- [Фрагмент текста]
+---+

Рождение советских сюжетов. Типология отечественной драмы 1920–х — начала 1930–х годов — страница 75 из 98


Непроясненное понятие «истории» в драматических текстах следующих десятилетий заменит концепт «эпохи»[438]. Получивший широкое распространение, он, безусловно, связан со временем и несет в себе оттенок некоего «результирующего» и оттого статичного обобщения[439]. «Наша эпоха» будет всегда появляться с положительными коннотациями как предельно объективированное определение, существующее само по себе, {414} «помимо» людей (либо уже отобравшее, включившее в себя некую массу и теперь «добирающее» достойных).

Позднее «эпоха» уступит место власти, партии и прочим конструктам верховного авторитета.

Отказавшись от фантастики и волшебства сказки, высмеяв мистицизм и идеализм, отринув жанры, в которых проявлялись человеческое воображение, фантазия, формирующийся корпус советских литературных текстов, в том числе драматических, создает, по сути, новый исторический вымысел, но вымысел, маскирующийся под документ, выдающий себя за «реально бывшее»[440].

Трагическая, мучительная, наполненная человеческими жертвами и страданиями, потерями и сомнениями, но и энтузиазмом и верой, реальная история становления государства нового типа к середине 1930-х обратится в советский Эдем, возникший из туманных, смазанных событий.

«За категорией времени тянутся другие проблемы — история и ее осмысление, историческая и родовая память, соотношение мира живых и мира мертвых (это имеет прямое отношение к вопросу о движении времени) и целый комплекс других сюжетов, вплоть до коренного вопроса всякого гуманитарного знания — что есть человек в той или иной системе социальных и культурных институтов, как мыслятся человек и его природа и как он сам себя мыслит»[441].

К концу 1920-х годов течение времени заметно замедляется[442]. А еще позже, с середины 1930-х, время зависает, будто останавливаясь: начинается отсчет «золотого века» советской мифологии. Утверждаются атрибуты «абсолютного времени» социализма: бой часов на Спасской башне, шалаш в Разливе, мавзолей Ленина, Вечный огонь[443].

{415} Течение жизни остановлено, она не меняется, а пребывает. В советской стране всегда светит солнце, всегда бьют кремлевские куранты.

Истории больше нет.

{417} Предварительные итоги

Всякое завершение, всякий конец <…> условен, поверхностен и чаще всего определяется внешними причинами, а не внутренней завершенностью и исчерпанностью самого объекта. Такой условный характер носит окончание научной работы…

П. Н. Медведев [Бахтин]. «Формальный метод в литературоведении»


Вслед за пропповской «Морфологией волшебной сказки» мы попытались описать морфологию складывающейся сказки советской.

Важнейшей методологической идеей, организующей книгу, стала для автора гадамеровская мысль о том, что движения интерпретации не только углубляют понимание прошлого, но и изменяют оценку историками обстоятельств настоящего.

+---+

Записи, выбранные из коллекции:

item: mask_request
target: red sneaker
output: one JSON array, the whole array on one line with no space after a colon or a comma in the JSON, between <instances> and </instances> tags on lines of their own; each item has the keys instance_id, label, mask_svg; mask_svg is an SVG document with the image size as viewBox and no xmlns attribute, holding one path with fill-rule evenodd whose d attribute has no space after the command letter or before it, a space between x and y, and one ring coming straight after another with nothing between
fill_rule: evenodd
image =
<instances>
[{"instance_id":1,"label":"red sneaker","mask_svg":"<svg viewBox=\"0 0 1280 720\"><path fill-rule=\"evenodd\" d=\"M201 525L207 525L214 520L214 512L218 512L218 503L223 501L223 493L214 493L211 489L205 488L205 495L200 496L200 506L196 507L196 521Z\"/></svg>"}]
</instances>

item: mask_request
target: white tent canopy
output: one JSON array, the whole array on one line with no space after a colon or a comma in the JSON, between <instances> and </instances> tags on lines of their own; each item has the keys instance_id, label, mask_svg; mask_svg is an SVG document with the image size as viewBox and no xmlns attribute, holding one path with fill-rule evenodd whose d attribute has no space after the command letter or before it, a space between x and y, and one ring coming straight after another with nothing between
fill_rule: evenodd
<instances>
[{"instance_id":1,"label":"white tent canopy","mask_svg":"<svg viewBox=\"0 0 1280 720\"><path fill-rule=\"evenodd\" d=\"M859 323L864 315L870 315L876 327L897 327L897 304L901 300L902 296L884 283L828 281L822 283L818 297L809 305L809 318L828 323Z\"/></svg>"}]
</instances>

+---+

- [Цель задания 1]
Ответьте по фрагменту о советской драме на три вопроса, помечая ответы так же, как вопросы.
(а) Какой концепт заменит непроясненное понятие «истории» в драматических текстах следующих десятилетий?
(б) Какие атрибуты «абсолютного времени» социализма перечислены во фрагменте?
(в) Морфологию чего попытались описать вслед за пропповской «Морфологией волшебной сказки»?
- [Цель задания 2] Изложите суть фрагмента о советской драме в двух предложениях.
- [Цель задания 3] Продолжите фрагмент о советской драме после его последнего предложения.
Записи представляют собой отдельный материал.

- [Ожидаемый ответ 1]
(а) Концепт «эпохи».
(б) Бой часов на Спасской башне, шалаш в Разливе, мавзолей Ленина, Вечный огонь.
(в) Морфологию складывающейся советской сказки.

- [Ожидаемый ответ 2] В драматических текстах понятие «истории» сменяется концептом «эпохи», а формирующийся корпус советских литературных текстов создает новый исторический вымысел, который выдает себя за «реально бывшее». С середины 1930-х время словно зависает, утверждаются атрибуты «абсолютного времени» социализма, и истории больше нет.

- [Ожидаемый ответ 3]
«Как бог Гермес, историк должен на свой страх и риск спускаться с горы Олимп и отправляться в отдаленные страны, чтобы там сродниться с чуждыми ему обычаями. Но для Гадамера обратный подъем, возможно, даже более важен, так как вернувшись домой, историк обнаруживает себя не только более осведомленным, но и по-новому понимающим историческую природу своего собственного занятия». Это «… слияние горизонтов само производит трансформацию понимания, так как размещает прошлое в другом контексте»[444].

Описание этой «трансформации понимания» стало одной из задач книги.

Рабочая гипотеза автора состояла в том, что полузабытые пьесы (даже если они «неталантливы», схематичны) должны рассказывать о времени более объемно, нежели те, которые органично вписались в управляемый репертуар советского театра, давать иную картину эпохи, нежели та, с которой историки литературы и театра работали ранее. То есть между теми историями, которые рассказаны в канонических советских {418} пьесах, и теми, что остались в относительной безвестности, должен быть ощутим некий «зазор», смысловой сдвиг.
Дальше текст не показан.